■ **Goal**
Write out the records below word for word, please.

— start of Rows —

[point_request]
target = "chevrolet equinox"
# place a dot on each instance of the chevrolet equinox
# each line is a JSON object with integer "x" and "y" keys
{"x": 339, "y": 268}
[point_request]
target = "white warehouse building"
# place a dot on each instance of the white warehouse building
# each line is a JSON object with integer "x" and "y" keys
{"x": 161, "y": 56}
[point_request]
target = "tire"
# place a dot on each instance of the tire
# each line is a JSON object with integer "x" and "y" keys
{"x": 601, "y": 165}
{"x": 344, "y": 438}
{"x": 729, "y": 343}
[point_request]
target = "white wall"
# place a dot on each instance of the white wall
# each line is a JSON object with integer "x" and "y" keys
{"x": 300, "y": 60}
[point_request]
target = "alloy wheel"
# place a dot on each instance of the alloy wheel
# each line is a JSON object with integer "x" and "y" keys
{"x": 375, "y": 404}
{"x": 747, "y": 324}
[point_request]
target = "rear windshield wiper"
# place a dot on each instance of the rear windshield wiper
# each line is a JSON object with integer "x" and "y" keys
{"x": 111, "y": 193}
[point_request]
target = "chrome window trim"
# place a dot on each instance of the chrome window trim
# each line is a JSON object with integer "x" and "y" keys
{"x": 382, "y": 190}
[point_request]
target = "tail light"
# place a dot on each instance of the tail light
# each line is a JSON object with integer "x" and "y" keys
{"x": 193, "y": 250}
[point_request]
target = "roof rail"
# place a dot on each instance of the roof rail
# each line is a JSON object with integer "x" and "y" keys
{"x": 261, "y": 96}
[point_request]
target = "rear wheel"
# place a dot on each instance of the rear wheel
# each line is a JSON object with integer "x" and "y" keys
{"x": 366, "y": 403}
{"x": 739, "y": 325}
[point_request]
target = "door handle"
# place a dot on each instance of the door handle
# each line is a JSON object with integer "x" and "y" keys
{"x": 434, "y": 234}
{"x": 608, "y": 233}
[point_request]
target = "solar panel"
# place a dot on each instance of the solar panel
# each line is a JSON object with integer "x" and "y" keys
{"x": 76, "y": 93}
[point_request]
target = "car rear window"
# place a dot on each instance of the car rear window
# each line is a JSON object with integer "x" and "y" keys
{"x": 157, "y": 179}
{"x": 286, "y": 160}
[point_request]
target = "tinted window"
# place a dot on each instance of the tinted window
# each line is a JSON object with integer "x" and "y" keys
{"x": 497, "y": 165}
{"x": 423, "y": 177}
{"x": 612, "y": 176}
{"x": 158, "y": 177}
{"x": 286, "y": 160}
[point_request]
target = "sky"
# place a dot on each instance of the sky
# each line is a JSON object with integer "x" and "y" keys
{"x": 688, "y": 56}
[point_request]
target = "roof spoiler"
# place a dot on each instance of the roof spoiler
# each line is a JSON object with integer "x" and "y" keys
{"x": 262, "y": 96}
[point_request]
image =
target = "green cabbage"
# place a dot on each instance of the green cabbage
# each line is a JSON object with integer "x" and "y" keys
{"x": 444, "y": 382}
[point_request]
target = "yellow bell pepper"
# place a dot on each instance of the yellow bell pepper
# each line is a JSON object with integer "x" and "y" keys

— end of Rows —

■ **Exercise answer**
[point_request]
target = "chevrolet equinox"
# place a dot on each instance of the chevrolet equinox
# each line is a JSON object with integer "x" and "y" keys
{"x": 339, "y": 268}
[point_request]
target = "white warehouse building"
# place a dot on each instance of the white warehouse building
# each line is a JSON object with integer "x" and "y" keys
{"x": 161, "y": 56}
[point_request]
target = "tire"
# place a dot on each instance of the tire
# each line is a JSON object with integer "x" and "y" keys
{"x": 601, "y": 165}
{"x": 344, "y": 438}
{"x": 729, "y": 343}
[point_request]
target = "white wall"
# place a dot on each instance of the white wall
# each line is a JSON object with integer "x" and "y" keys
{"x": 300, "y": 60}
[point_request]
target = "alloy wheel"
# place a dot on each instance of the alloy wheel
# each line is a JSON object with integer "x" and "y" keys
{"x": 375, "y": 404}
{"x": 747, "y": 324}
[point_request]
target = "rear windshield wiper"
# place a dot on each instance of the rear windshield wiper
# each line is a JSON object with integer "x" and "y" keys
{"x": 111, "y": 193}
[point_request]
target = "chrome window trim"
# place a dot on each instance of the chrome window trim
# each line is a JSON object with integer "x" and "y" keys
{"x": 382, "y": 190}
[point_request]
target = "tail light"
# place a dot on each instance of the tail light
# each line is a JSON object with integer "x" and "y" keys
{"x": 193, "y": 250}
[point_request]
target = "roof rail"
# place a dot on each instance of the roof rail
# each line is a JSON object with integer "x" and "y" keys
{"x": 261, "y": 96}
[point_request]
target = "rear wheel"
# place a dot on each instance of the rear wheel
# each line is a JSON object with integer "x" and "y" keys
{"x": 366, "y": 403}
{"x": 739, "y": 325}
[point_request]
target = "door handle"
# place a dot on each instance of the door handle
# each line is a JSON object with integer "x" and "y" keys
{"x": 434, "y": 234}
{"x": 608, "y": 233}
[point_request]
target = "solar panel"
# place a dot on each instance of the solar panel
# each line is a JSON object with integer "x" and "y" keys
{"x": 76, "y": 93}
[point_request]
target = "car rear window"
# place a dot on each instance of the car rear window
# each line is a JSON object with integer "x" and "y" keys
{"x": 157, "y": 179}
{"x": 286, "y": 160}
[point_request]
target = "tinted window"
# place a dot on each instance of the tinted window
# each line is a JSON object with integer "x" and "y" keys
{"x": 497, "y": 165}
{"x": 423, "y": 177}
{"x": 612, "y": 176}
{"x": 158, "y": 177}
{"x": 286, "y": 160}
[point_request]
target = "sky"
# place a dot on each instance of the sky
# each line is a JSON object with integer "x" and "y" keys
{"x": 688, "y": 56}
[point_request]
target = "roof spoiler"
# place a dot on each instance of the roof spoiler
# each line is a JSON object with integer "x" and "y" keys
{"x": 262, "y": 96}
[point_request]
image =
target = "green cabbage"
# place a dot on each instance of the green cabbage
# each line is a JSON object with integer "x" and "y" keys
{"x": 444, "y": 382}
[point_request]
target = "yellow bell pepper"
# place a dot on each instance of the yellow bell pepper
# each line is a JSON object with integer "x" and "y" keys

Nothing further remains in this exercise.